[Required work]
Every line below should be copied exactly; drop the pictures.

Point localization data
++++++++
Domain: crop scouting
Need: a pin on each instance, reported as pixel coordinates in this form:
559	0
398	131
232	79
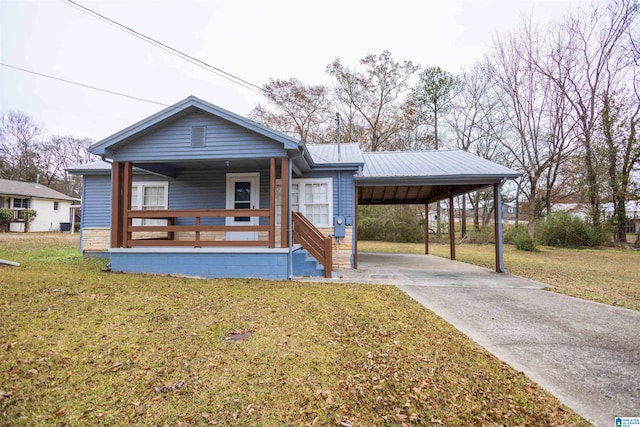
++++++++
[Exercise solution]
Domain: crop scouting
Need: a pin on each instance, reported as pixel coordinates in this form:
559	0
398	131
232	79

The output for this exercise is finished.